##### Data excerpts

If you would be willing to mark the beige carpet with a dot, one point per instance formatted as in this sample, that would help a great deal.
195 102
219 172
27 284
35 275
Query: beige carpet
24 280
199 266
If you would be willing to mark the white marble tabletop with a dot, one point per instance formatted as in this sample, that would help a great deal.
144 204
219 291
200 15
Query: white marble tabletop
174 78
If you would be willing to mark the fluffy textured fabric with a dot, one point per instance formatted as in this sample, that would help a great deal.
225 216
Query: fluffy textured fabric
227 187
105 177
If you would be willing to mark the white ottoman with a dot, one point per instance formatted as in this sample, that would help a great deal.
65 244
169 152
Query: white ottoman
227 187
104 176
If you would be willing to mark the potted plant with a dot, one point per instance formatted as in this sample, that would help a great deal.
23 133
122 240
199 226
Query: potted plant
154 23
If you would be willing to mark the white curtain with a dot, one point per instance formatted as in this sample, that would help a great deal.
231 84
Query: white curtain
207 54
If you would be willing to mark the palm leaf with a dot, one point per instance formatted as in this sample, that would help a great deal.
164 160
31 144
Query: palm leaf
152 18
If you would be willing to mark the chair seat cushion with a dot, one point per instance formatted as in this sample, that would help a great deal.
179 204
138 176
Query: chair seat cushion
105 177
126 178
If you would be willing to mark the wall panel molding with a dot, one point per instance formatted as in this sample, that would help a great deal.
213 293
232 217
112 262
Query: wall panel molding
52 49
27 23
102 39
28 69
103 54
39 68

##########
##### Data excerpts

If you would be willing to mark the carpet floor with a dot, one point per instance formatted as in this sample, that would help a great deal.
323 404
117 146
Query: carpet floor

##########

_What to produce:_ The answer should be all lines from the entries above that hold the word "floor".

_Answer to the problem:_
If you would be willing to mark the carpet floor with a dot, one point per instance formatted as in this sample, that would help a great deal.
Query: carpet floor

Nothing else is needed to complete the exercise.